■ BRIEF: The reply to the records below should contain exactly the lines from the line with "find blue puffer jacket" through the line with "find small patch on jacket", and nothing besides.

■ DATA RECORDS:
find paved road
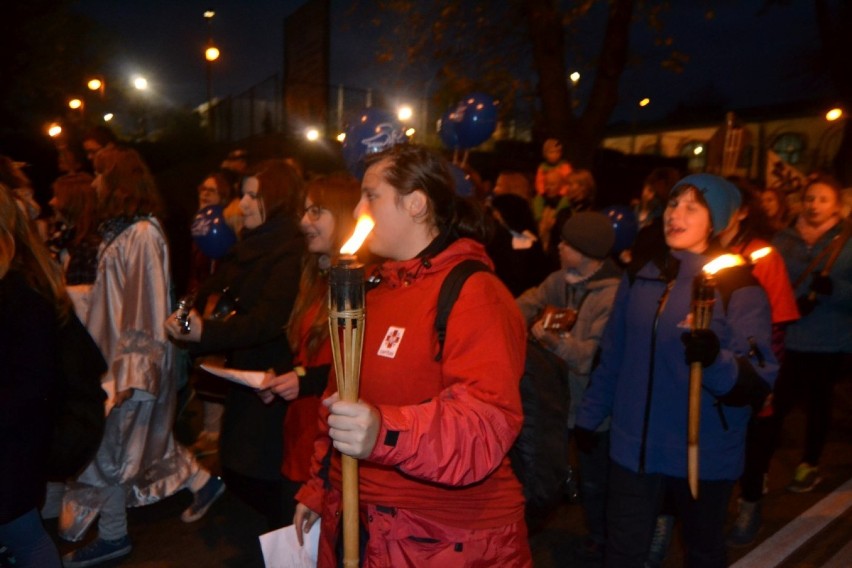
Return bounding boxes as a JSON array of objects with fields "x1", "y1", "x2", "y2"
[{"x1": 47, "y1": 375, "x2": 852, "y2": 567}]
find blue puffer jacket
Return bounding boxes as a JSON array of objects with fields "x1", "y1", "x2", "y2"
[
  {"x1": 576, "y1": 249, "x2": 777, "y2": 481},
  {"x1": 773, "y1": 219, "x2": 852, "y2": 354}
]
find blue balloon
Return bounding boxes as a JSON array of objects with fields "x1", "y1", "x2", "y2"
[
  {"x1": 602, "y1": 205, "x2": 639, "y2": 254},
  {"x1": 191, "y1": 205, "x2": 237, "y2": 259},
  {"x1": 438, "y1": 109, "x2": 459, "y2": 149},
  {"x1": 448, "y1": 163, "x2": 473, "y2": 198},
  {"x1": 452, "y1": 92, "x2": 498, "y2": 149},
  {"x1": 341, "y1": 108, "x2": 407, "y2": 178}
]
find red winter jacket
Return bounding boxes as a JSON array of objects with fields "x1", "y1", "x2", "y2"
[{"x1": 297, "y1": 238, "x2": 527, "y2": 529}]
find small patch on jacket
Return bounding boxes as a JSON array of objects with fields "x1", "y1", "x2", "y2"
[
  {"x1": 378, "y1": 326, "x2": 405, "y2": 358},
  {"x1": 384, "y1": 430, "x2": 400, "y2": 446}
]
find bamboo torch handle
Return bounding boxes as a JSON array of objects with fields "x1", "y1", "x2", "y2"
[
  {"x1": 341, "y1": 455, "x2": 359, "y2": 567},
  {"x1": 688, "y1": 361, "x2": 702, "y2": 499}
]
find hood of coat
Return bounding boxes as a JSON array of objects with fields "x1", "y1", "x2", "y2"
[
  {"x1": 377, "y1": 237, "x2": 493, "y2": 288},
  {"x1": 566, "y1": 256, "x2": 622, "y2": 290}
]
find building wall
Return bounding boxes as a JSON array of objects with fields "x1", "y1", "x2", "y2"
[{"x1": 602, "y1": 112, "x2": 846, "y2": 183}]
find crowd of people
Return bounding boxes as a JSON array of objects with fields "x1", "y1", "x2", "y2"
[{"x1": 0, "y1": 129, "x2": 849, "y2": 568}]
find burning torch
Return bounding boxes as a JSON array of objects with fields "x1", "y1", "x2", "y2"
[
  {"x1": 328, "y1": 215, "x2": 373, "y2": 567},
  {"x1": 688, "y1": 248, "x2": 770, "y2": 498},
  {"x1": 687, "y1": 253, "x2": 743, "y2": 498}
]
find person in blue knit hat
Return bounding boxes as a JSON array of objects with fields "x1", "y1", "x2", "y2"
[{"x1": 575, "y1": 173, "x2": 777, "y2": 567}]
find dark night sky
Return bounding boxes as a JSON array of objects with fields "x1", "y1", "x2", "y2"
[{"x1": 74, "y1": 0, "x2": 834, "y2": 125}]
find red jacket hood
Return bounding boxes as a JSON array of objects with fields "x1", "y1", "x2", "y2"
[{"x1": 377, "y1": 237, "x2": 494, "y2": 288}]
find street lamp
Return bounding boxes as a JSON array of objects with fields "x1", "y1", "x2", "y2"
[
  {"x1": 132, "y1": 76, "x2": 148, "y2": 91},
  {"x1": 398, "y1": 105, "x2": 413, "y2": 121},
  {"x1": 631, "y1": 98, "x2": 651, "y2": 153},
  {"x1": 48, "y1": 123, "x2": 63, "y2": 138},
  {"x1": 87, "y1": 76, "x2": 106, "y2": 99},
  {"x1": 68, "y1": 98, "x2": 83, "y2": 110},
  {"x1": 204, "y1": 9, "x2": 217, "y2": 133},
  {"x1": 826, "y1": 107, "x2": 843, "y2": 122}
]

■ RESULT OF THE TASK:
find blue puffer jacket
Return bounding boxes as a JSON array of objects with fields "x1", "y1", "x2", "y2"
[
  {"x1": 576, "y1": 249, "x2": 777, "y2": 481},
  {"x1": 773, "y1": 219, "x2": 852, "y2": 354}
]
find blue balloon
Return bounding boxes as a JSON array of objects with fields "x1", "y1", "x2", "y2"
[
  {"x1": 602, "y1": 205, "x2": 639, "y2": 254},
  {"x1": 191, "y1": 205, "x2": 237, "y2": 259},
  {"x1": 438, "y1": 109, "x2": 459, "y2": 149},
  {"x1": 448, "y1": 163, "x2": 473, "y2": 198},
  {"x1": 452, "y1": 92, "x2": 498, "y2": 149},
  {"x1": 341, "y1": 108, "x2": 407, "y2": 178}
]
find red winter jacket
Return bounding boxes as a JSON array of objects with fields "x1", "y1", "x2", "y2"
[{"x1": 297, "y1": 238, "x2": 527, "y2": 529}]
find small patch on jacket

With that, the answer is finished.